- WHAT YOU WILL DO:
Please extract each line of the entries below that contains the word "background".

(Records from a collection)
+ + + + +

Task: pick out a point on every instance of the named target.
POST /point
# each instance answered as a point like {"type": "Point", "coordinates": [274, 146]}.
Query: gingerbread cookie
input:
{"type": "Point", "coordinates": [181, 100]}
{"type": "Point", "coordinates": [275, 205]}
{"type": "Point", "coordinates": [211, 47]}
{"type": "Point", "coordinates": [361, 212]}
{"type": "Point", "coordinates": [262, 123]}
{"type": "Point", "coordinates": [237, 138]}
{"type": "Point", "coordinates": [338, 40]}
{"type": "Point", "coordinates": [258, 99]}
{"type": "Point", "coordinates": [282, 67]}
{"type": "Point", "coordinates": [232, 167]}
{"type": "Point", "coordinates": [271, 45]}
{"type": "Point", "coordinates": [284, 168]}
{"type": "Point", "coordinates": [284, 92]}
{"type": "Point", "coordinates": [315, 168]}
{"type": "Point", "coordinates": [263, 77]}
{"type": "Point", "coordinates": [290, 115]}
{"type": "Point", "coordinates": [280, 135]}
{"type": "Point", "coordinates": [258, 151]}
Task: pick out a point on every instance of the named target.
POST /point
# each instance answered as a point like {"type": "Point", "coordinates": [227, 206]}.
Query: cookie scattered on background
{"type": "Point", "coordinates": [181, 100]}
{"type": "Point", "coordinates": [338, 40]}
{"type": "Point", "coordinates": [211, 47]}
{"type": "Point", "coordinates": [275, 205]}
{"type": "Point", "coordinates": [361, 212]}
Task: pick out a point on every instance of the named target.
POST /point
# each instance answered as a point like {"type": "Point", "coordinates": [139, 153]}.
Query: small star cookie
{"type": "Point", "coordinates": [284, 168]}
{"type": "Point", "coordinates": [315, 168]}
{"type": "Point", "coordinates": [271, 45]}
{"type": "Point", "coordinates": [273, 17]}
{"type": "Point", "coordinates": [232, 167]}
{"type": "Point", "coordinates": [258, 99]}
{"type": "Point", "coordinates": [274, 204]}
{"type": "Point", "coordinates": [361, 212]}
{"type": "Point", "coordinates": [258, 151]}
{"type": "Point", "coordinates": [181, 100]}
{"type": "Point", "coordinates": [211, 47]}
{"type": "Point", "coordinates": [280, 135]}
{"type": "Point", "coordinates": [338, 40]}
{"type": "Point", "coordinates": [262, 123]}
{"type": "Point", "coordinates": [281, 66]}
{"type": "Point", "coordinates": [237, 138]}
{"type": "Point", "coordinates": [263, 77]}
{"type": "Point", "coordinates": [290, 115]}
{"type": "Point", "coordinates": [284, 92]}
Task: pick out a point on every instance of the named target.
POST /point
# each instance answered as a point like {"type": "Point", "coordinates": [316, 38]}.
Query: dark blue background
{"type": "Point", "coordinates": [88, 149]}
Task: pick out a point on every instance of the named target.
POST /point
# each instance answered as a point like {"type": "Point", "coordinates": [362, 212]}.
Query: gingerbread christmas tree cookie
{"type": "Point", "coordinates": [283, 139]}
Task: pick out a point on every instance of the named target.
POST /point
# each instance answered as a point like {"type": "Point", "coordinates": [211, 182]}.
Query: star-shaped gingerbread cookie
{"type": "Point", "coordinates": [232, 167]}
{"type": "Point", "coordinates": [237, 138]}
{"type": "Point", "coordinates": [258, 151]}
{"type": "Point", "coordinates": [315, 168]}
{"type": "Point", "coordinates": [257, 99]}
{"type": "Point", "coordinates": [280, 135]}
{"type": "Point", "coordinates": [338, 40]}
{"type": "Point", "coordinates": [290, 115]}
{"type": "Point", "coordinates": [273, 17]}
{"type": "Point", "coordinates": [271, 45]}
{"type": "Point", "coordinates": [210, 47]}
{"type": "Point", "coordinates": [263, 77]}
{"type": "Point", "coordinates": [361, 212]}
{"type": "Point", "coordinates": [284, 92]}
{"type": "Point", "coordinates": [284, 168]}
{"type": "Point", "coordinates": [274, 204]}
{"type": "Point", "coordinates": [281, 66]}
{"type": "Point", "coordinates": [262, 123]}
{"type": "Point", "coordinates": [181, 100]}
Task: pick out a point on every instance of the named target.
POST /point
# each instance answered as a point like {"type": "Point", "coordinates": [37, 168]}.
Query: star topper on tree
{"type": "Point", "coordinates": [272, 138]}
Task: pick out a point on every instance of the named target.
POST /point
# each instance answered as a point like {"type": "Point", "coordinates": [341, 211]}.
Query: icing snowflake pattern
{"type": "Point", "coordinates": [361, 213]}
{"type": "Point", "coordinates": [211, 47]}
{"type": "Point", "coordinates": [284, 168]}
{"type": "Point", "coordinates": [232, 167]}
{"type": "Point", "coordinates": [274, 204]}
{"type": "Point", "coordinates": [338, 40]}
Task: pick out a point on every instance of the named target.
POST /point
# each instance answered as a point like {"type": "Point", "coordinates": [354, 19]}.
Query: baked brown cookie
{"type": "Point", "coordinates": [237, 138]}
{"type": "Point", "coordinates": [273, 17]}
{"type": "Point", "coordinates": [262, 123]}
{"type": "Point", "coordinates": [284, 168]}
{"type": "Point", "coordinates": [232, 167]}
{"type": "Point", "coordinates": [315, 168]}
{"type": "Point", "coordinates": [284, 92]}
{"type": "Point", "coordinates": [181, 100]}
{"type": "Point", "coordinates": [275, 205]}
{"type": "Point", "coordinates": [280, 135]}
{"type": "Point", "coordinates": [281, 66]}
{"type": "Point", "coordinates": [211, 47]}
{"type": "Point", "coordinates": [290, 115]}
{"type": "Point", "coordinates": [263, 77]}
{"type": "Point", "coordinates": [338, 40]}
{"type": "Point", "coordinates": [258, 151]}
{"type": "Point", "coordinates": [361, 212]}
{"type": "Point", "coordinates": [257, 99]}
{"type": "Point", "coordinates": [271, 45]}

+ + + + +

- WRITTEN REPLY:
Query: cookie scattered on background
Query: dark blue background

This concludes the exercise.